#### [Written problem]
Could you write out every record below exactly, leaving out any pictures?

#### [Exercise data]

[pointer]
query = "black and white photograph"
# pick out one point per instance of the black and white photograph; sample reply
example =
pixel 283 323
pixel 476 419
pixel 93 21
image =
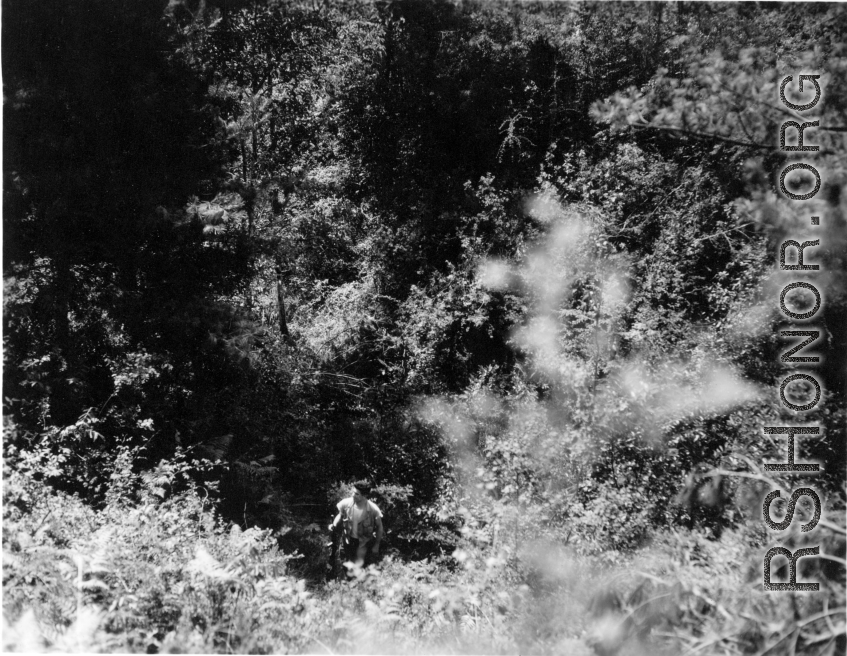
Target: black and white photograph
pixel 424 327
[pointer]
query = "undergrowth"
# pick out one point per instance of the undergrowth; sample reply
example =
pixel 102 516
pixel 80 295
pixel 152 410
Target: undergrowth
pixel 166 574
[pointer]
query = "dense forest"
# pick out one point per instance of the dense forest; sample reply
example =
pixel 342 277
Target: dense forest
pixel 514 262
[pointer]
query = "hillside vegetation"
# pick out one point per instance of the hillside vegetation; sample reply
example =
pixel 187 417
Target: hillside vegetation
pixel 514 262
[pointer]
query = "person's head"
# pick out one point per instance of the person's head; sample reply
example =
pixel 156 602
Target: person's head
pixel 361 490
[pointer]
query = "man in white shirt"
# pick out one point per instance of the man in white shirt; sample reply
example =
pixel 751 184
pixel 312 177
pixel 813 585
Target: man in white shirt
pixel 361 520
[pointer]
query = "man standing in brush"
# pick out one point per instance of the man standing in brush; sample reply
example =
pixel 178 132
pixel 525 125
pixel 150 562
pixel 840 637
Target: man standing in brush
pixel 361 522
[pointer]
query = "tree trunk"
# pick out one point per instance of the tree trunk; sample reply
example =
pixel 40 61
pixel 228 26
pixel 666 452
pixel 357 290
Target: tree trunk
pixel 280 298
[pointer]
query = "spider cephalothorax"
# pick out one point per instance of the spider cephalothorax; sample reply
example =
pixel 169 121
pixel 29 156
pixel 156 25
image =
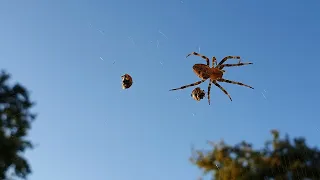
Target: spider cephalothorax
pixel 126 81
pixel 214 73
pixel 198 94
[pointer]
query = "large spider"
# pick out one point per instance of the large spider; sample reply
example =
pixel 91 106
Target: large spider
pixel 215 74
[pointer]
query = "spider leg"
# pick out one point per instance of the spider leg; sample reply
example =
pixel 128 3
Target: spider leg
pixel 202 56
pixel 193 84
pixel 228 57
pixel 214 61
pixel 222 89
pixel 209 88
pixel 231 65
pixel 234 82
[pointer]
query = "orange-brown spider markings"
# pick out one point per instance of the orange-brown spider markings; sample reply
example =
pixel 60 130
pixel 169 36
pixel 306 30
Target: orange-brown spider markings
pixel 214 73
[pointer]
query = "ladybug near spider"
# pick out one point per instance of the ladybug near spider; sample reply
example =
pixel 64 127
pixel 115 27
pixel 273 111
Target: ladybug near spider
pixel 126 81
pixel 198 94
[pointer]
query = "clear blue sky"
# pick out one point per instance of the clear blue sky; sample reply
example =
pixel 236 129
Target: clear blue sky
pixel 89 128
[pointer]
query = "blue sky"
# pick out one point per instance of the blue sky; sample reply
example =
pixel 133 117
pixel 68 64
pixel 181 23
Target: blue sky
pixel 89 128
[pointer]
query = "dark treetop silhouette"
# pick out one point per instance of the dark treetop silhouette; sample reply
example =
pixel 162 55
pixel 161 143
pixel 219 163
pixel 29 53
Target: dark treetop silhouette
pixel 279 160
pixel 15 121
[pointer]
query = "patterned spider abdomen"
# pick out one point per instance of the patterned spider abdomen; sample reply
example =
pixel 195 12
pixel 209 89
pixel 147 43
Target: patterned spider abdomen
pixel 198 94
pixel 126 81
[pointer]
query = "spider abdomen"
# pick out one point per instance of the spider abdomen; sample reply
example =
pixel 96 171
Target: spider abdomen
pixel 202 71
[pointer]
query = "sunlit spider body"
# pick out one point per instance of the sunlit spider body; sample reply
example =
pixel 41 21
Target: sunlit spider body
pixel 126 81
pixel 198 94
pixel 214 73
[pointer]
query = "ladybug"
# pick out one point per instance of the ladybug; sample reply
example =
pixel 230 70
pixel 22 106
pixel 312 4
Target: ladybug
pixel 126 81
pixel 198 94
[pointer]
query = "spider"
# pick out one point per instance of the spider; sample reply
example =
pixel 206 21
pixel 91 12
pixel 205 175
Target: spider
pixel 198 94
pixel 214 73
pixel 126 81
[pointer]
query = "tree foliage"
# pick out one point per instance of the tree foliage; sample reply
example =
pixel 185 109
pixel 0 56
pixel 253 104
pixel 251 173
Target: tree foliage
pixel 280 159
pixel 15 121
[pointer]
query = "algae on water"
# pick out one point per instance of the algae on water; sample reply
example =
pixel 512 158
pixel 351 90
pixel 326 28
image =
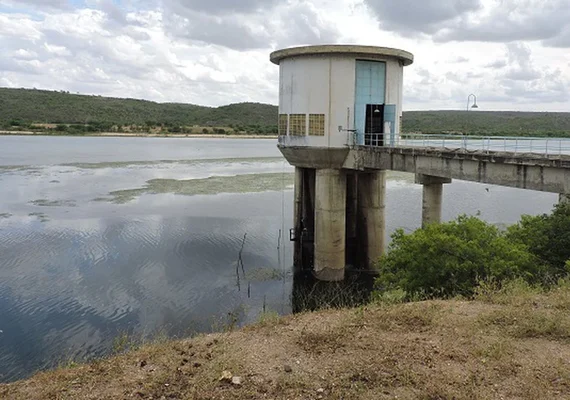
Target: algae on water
pixel 53 203
pixel 208 186
pixel 124 164
pixel 40 216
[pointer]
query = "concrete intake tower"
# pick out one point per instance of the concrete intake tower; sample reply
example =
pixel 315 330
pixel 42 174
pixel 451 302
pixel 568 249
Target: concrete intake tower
pixel 332 98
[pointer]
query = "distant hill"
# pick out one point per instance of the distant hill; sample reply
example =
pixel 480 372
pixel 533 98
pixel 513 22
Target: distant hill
pixel 495 123
pixel 22 107
pixel 40 106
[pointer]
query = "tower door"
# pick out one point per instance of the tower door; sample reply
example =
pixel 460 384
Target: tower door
pixel 374 126
pixel 370 96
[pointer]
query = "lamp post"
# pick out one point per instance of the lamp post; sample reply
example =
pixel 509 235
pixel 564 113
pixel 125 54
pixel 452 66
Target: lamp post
pixel 474 101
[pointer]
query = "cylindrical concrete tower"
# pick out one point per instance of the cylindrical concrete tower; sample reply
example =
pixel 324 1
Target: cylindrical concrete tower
pixel 332 98
pixel 326 93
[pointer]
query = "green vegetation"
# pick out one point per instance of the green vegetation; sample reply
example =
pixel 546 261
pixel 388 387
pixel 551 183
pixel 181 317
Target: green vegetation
pixel 547 237
pixel 453 258
pixel 486 123
pixel 64 113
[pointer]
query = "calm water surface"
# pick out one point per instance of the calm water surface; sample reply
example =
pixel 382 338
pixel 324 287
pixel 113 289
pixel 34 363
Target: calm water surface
pixel 105 236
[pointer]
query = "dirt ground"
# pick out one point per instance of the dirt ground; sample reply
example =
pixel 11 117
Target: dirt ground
pixel 498 347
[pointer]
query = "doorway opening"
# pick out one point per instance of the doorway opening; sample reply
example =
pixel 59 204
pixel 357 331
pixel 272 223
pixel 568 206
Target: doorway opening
pixel 374 127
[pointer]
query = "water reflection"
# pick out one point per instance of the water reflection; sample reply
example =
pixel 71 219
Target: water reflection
pixel 309 294
pixel 72 278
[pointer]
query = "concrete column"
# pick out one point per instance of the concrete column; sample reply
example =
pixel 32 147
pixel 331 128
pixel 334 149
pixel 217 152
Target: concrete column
pixel 351 205
pixel 371 211
pixel 432 198
pixel 351 218
pixel 330 224
pixel 298 214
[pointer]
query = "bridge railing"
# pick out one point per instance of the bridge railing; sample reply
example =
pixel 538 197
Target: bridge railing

#### [The solution]
[pointer]
query = "black and white photograph"
# pick out one point per instance of the black and white photograph; sample reply
example =
pixel 283 323
pixel 476 419
pixel 93 21
image =
Target: black and white photograph
pixel 424 327
[pointer]
query = "undergrowth"
# pick out one point per instance of the undergrowth; sample reply
example =
pixel 102 516
pixel 80 295
pixel 152 410
Target: undergrowth
pixel 166 574
[pointer]
query = "dense forest"
# pick out one point per instance of the dense forest; sample reply
example =
pixel 342 277
Target: dense forest
pixel 514 262
[pointer]
query = "hillside vegetation"
# pick out one point per instance of the hillside vegetation; sample reply
example =
pixel 187 417
Target: hillside vegetation
pixel 514 262
[pointer]
query = "person's head"
# pick out one point per instance of the person's head; sample reply
example =
pixel 156 602
Target: person's head
pixel 361 490
[pointer]
query = "man in white shirt"
# pick out one point per instance of the man in white shirt; sample reply
example =
pixel 751 184
pixel 312 177
pixel 813 585
Target: man in white shirt
pixel 361 520
[pointer]
query = "man standing in brush"
# pick out one point per instance of the man standing in brush; sample reply
example =
pixel 178 132
pixel 525 125
pixel 150 562
pixel 840 637
Target: man standing in brush
pixel 361 522
[pointer]
query = "tree trunk"
# pick out one point per instance of the tree trunk; sample reply
example =
pixel 40 61
pixel 228 26
pixel 666 452
pixel 357 290
Target: tree trunk
pixel 280 298
[pointer]
query = "spider cephalothorax"
# pick out one point per instance of the spider cephalothorax; sample reply
example =
pixel 169 121
pixel 29 156
pixel 156 25
image =
Target: spider cephalothorax
pixel 126 81
pixel 214 73
pixel 198 94
[pointer]
query = "large spider"
# pick out one point per instance of the large spider; sample reply
example =
pixel 91 106
Target: large spider
pixel 215 74
[pointer]
query = "spider leg"
# pick out one point per instance of the spider leg; sample reply
example =
pixel 128 3
Target: spider leg
pixel 202 56
pixel 193 84
pixel 228 57
pixel 214 61
pixel 222 89
pixel 209 88
pixel 231 65
pixel 234 82
[pointer]
query = "orange-brown spider markings"
# pick out one point per instance of the orange-brown spider markings; sample reply
example =
pixel 60 130
pixel 169 36
pixel 306 30
Target: orange-brown spider markings
pixel 214 73
[pointer]
query = "ladybug near spider"
# pick out one point per instance of the ladybug near spider; sample reply
example =
pixel 64 127
pixel 115 27
pixel 273 111
Target: ladybug near spider
pixel 126 81
pixel 198 94
[pointer]
query = "clear blue sky"
# pick out one point per instance of the clear blue sky; sample reply
example =
pixel 236 129
Target: clear blue sky
pixel 89 128
[pointer]
query = "blue sky"
# pick out one point per instance of the blue sky; sample reply
example =
pixel 133 117
pixel 68 64
pixel 181 23
Target: blue sky
pixel 89 128
[pointer]
query = "dark treetop silhouette"
# pick out one point per instance of the dark treetop silhouette; sample reply
example =
pixel 162 55
pixel 161 143
pixel 219 163
pixel 29 53
Target: dark treetop silhouette
pixel 279 160
pixel 15 121
[pointer]
query = "patterned spider abdomen"
# pick out one point per instance of the patterned spider abdomen; sample reply
example =
pixel 195 12
pixel 209 89
pixel 147 43
Target: patterned spider abdomen
pixel 198 94
pixel 126 81
[pointer]
query = "spider abdomen"
# pick out one point per instance of the spider abdomen; sample reply
example =
pixel 96 171
Target: spider abdomen
pixel 202 71
[pointer]
query = "sunlit spider body"
# pick out one point per instance of the sunlit spider body; sample reply
example =
pixel 41 21
Target: sunlit spider body
pixel 126 81
pixel 198 94
pixel 214 73
[pointer]
query = "ladybug"
# pick out one point per instance of the ladybug; sample reply
example =
pixel 230 70
pixel 22 106
pixel 312 4
Target: ladybug
pixel 126 81
pixel 198 94
[pointer]
query = "spider"
# pick out one point per instance of the spider; sample reply
example =
pixel 206 21
pixel 91 12
pixel 205 175
Target: spider
pixel 198 94
pixel 214 73
pixel 126 81
[pointer]
query = "tree foliage"
# pick out one point per instance of the tree foliage; sample reply
example =
pixel 185 109
pixel 0 56
pixel 253 104
pixel 251 173
Target: tree foliage
pixel 280 159
pixel 15 121
[pointer]
query = "algae on water"
# pick out one point per instance of the algae on water; sample reply
example =
pixel 512 158
pixel 351 90
pixel 326 28
image =
Target: algae on water
pixel 53 203
pixel 208 186
pixel 124 164
pixel 40 216
[pointer]
query = "concrete intake tower"
# pick out one point per instance of the concrete intake tower; sample reply
example =
pixel 315 330
pixel 42 174
pixel 451 302
pixel 568 249
Target: concrete intake tower
pixel 332 98
[pointer]
query = "distant hill"
# pick out one point per instance of the distant hill; sample reply
example =
pixel 480 372
pixel 533 98
pixel 513 22
Target: distant hill
pixel 495 123
pixel 22 107
pixel 40 106
[pointer]
query = "tower door"
# pick out one point per instance of the tower door; sample reply
example =
pixel 460 384
Target: tower door
pixel 374 126
pixel 370 96
[pointer]
query = "lamp post"
# pick out one point per instance of the lamp post; sample reply
example =
pixel 509 235
pixel 564 113
pixel 125 54
pixel 452 66
Target: lamp post
pixel 474 101
[pointer]
query = "cylindrical concrete tower"
# pick out one point per instance of the cylindrical concrete tower; sample reply
example =
pixel 324 1
Target: cylindrical concrete tower
pixel 332 98
pixel 326 93
[pointer]
query = "green vegetation"
# pick out one point per instance of the green vegetation; sample reply
example =
pixel 546 261
pixel 388 387
pixel 551 183
pixel 181 317
Target: green vegetation
pixel 547 237
pixel 453 258
pixel 486 123
pixel 64 113
[pointer]
query = "calm water surface"
# pick out one point per instance of the calm water surface; sample reply
example =
pixel 382 338
pixel 324 287
pixel 113 289
pixel 34 363
Target: calm water surface
pixel 105 236
[pointer]
query = "dirt ground"
# pick out one point per instance of the dirt ground; sample reply
example =
pixel 11 117
Target: dirt ground
pixel 498 347
[pointer]
query = "doorway opening"
# pick out one point per instance of the doorway opening; sample reply
example =
pixel 59 204
pixel 357 331
pixel 272 223
pixel 568 206
Target: doorway opening
pixel 374 127
[pointer]
query = "water reflection"
# pick out one point per instance of the water reflection; sample reply
example =
pixel 71 219
Target: water reflection
pixel 309 294
pixel 72 278
[pointer]
query = "concrete column"
# pick out one point per instance of the concrete column; sample reply
example =
pixel 32 147
pixel 331 128
pixel 334 149
pixel 217 152
Target: concrete column
pixel 351 205
pixel 371 211
pixel 432 198
pixel 351 218
pixel 330 224
pixel 298 214
[pointer]
query = "bridge railing"
# pick out one point per instance of the bridge railing; sample reply
example =
pixel 538 197
Target: bridge railing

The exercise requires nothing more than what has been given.